__EXERCISE AIM__: Without any of the pictures, transcribe all the lines below exactly.

*** EXTRACTED RECORDS ***

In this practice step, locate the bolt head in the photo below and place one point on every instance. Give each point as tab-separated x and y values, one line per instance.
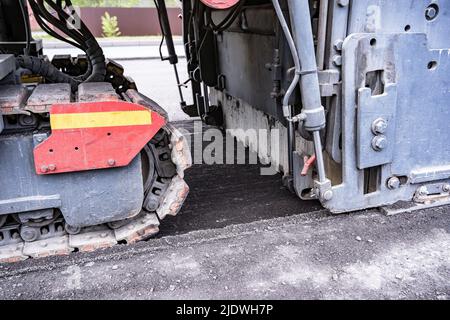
423	191
338	45
343	3
431	13
337	60
379	143
328	195
379	126
393	183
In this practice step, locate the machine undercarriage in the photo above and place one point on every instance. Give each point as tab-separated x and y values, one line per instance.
87	161
369	118
358	89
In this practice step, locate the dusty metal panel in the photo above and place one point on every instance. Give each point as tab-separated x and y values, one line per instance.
375	16
45	95
13	98
421	121
101	199
254	60
7	65
96	91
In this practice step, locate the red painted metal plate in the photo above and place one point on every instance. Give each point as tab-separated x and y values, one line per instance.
97	135
220	4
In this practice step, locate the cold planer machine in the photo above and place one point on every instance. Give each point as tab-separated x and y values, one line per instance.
86	160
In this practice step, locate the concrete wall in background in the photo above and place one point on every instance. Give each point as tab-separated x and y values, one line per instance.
132	21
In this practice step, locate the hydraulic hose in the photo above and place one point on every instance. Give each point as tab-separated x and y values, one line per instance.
287	110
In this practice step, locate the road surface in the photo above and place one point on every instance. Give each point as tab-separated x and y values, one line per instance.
243	236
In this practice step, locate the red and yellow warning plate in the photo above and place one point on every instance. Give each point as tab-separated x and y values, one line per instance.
95	135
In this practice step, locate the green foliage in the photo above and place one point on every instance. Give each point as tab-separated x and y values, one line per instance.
110	26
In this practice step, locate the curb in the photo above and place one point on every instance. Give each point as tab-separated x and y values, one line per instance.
142	58
110	43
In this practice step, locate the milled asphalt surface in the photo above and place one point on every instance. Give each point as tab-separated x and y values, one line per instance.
310	256
243	236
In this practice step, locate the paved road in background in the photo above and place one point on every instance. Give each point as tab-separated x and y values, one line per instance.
242	235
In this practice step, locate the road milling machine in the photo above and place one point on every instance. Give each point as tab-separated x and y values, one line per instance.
358	91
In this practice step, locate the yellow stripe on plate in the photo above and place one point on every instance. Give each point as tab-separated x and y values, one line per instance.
100	119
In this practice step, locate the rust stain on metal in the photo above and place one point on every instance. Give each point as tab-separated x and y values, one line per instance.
45	95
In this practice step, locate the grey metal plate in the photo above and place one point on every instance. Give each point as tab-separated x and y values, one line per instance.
7	65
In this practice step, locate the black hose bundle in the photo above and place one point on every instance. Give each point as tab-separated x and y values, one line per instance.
78	36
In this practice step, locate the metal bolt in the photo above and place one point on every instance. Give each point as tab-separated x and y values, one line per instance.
328	195
337	60
393	183
343	3
379	126
430	13
338	45
379	143
423	191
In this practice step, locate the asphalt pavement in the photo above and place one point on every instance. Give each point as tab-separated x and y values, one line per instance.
243	236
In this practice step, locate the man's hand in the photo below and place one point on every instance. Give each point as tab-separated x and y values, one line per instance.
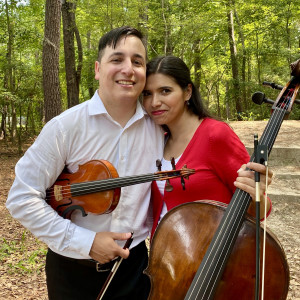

***

__YOUR SOLUTION__:
In this practice step, locate the bolt head in the photo below and place one point on every instance. Give each point as tab-separated x and y values, one line per instance.
423	191
338	45
343	3
431	13
337	60
379	143
328	195
379	126
393	183
In this practice step, locate the machine undercarriage in the photo above and place one point on every instance. Give each point as tab-separated x and y values, one line per instance.
87	161
369	118
358	89
In this practice step, locate the dusty metal panel in the photo above and place one point on every instance. Give each point as tab-separated x and y values, one line per instance.
375	16
45	95
13	98
421	121
101	199
254	60
7	65
96	91
In this practice step, locate the red painted metal plate in the photo above and place one point on every instance. Give each point as tab-separated x and y values, one line per instance.
97	135
220	4
In this practice step, locate the cold planer machine in the photo above and place one point on every instance. Give each point as tab-separated x and y values, one line per instance.
86	160
In this practice step, locate the concrete wall in background in the photo above and place one point on every instance. Give each point as tab-separated x and y values, one line per instance.
132	21
In this practice step, locate the hydraulic hose in the photo above and place one point on every instance. Give each point as tab-separated x and y values, one line per instance.
287	110
In this practice step, locate the road surface in the photo above and place one point on every instance. Give each point as tab-separated x and y values, one line per instance.
243	236
In this practice step, locate the red and yellow warning plate in the photo above and place one point on every instance. Give each point as tab-separated x and y values, one line per instance.
95	135
In this practice step, locate the green foliage in the photo above and place one point on every instance. Give each point as tab-separated x and y values, one line per instance.
110	26
In this practice step, locate the curb in the photo above and place one point on every instance. Give each point as tab-separated x and y values, one line per instance.
142	58
110	43
In this practice step, locate the milled asphalt surface in the photo above and place one point on every instance. Give each point as tab-separated x and y values, one line per instance.
310	256
243	236
In this practice step, locate the paved road in background in the photo above and place one point on every instance. Give each point as tab-separated x and y values, one line per instance.
242	235
In this practice step, locate the road milling machine in the photo above and place one point on every instance. Give each point as tab-separated x and y values, one line per instance.
358	91
In this practice step, locate the yellow stripe on plate in the photo above and place one point on every instance. Give each point as tab-separated x and y values, one line per instance.
100	119
In this practice step, locate the rust stain on metal in the photo above and place one point on every instance. Give each point as tab-separated x and y values, one line per instance.
45	95
In this practice step, locate the grey metal plate in the photo above and place one point on every instance. Give each point as tab-separated x and y values, one line per instance.
7	65
In this practice step, locate the black hose bundle in the photo above and place one point on every instance. Give each point as tab-separated x and y values, one line per instance.
78	36
In this practice step, locate the metal bolt in the photo above and place one point on every instance. Give each point as tab-separated x and y values, one line per instance.
328	195
337	60
393	183
343	3
379	126
430	13
338	45
379	143
423	191
In this practice step, locate the asphalt pavement in the photo above and place one point on every instance. Give each point as tab-separated x and y values, one line per instance.
243	236
In this practice step, locate the man's hand in the photo below and place one point on every instance. Give each point as tab-separated x and y values, one line per instance.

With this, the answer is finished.